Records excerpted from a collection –
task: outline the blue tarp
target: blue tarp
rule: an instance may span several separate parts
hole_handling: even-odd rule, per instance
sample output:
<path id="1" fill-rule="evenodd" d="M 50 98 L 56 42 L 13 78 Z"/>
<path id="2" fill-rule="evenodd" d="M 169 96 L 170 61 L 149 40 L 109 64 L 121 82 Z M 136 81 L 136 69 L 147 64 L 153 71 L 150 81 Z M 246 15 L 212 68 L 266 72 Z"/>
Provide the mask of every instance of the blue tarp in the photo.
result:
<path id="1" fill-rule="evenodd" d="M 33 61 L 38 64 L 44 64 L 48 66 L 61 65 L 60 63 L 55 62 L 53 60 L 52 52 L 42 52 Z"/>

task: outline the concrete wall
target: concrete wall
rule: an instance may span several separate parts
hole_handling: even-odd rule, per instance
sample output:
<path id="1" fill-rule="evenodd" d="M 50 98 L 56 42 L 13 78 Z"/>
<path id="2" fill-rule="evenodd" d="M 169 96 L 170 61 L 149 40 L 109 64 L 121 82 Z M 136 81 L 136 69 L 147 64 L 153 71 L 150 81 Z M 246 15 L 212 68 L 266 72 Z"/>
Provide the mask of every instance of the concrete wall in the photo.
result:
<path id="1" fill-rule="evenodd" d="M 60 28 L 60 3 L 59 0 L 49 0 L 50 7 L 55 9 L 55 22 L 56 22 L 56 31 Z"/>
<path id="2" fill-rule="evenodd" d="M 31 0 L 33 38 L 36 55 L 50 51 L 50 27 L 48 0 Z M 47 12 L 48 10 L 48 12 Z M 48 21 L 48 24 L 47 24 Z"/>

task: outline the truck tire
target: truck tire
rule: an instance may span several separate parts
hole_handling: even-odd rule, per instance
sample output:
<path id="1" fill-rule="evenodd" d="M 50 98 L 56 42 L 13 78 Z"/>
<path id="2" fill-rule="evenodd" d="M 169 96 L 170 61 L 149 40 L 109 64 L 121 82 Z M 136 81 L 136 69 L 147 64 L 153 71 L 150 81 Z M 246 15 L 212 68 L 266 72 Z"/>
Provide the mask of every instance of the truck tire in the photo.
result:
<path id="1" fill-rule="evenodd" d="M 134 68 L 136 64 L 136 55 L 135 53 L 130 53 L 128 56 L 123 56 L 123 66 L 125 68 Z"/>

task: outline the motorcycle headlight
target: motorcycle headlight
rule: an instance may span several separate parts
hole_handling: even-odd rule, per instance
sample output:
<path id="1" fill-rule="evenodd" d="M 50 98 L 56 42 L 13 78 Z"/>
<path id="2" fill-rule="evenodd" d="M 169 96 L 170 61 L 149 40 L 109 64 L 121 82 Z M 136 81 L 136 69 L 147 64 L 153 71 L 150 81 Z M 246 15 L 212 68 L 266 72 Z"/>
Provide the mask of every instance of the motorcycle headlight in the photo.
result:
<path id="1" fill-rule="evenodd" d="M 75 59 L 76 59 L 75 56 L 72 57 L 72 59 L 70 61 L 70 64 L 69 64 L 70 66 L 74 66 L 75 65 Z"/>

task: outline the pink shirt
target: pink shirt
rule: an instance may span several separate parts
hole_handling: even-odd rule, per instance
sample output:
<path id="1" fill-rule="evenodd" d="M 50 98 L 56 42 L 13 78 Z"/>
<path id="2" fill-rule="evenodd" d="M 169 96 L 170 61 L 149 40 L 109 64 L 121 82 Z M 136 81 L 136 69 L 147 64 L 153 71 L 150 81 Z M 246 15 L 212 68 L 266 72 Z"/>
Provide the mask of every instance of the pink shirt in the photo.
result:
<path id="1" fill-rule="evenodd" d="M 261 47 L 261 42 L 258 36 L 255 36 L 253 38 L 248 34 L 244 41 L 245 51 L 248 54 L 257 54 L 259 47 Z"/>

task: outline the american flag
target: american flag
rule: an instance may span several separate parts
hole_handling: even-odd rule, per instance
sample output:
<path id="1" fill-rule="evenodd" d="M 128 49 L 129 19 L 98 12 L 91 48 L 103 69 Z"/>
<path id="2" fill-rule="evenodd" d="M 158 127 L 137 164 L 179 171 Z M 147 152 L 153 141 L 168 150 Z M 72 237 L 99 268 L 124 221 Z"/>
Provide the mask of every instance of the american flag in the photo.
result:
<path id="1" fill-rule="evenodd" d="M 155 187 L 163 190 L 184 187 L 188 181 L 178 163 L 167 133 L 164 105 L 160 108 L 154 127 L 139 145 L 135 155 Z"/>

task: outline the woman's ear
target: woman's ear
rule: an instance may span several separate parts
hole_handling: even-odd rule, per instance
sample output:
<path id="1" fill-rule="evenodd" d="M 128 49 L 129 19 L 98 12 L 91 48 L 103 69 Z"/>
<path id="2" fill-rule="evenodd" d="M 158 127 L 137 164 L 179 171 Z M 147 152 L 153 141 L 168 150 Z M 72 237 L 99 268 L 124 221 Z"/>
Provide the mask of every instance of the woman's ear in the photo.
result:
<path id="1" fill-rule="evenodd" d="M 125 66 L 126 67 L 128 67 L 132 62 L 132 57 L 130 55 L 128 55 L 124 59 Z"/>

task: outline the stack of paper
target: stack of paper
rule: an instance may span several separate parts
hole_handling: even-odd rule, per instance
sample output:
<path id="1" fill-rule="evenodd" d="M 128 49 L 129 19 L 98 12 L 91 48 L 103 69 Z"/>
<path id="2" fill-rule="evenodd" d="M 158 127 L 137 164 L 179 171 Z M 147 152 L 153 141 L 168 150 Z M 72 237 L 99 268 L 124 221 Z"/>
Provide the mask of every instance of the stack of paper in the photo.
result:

Given instruction – Count how many lines of the records above contain the string "motorcycle", treating uppercase and lowercase as different. Reply with the number alone.

Expected output – 3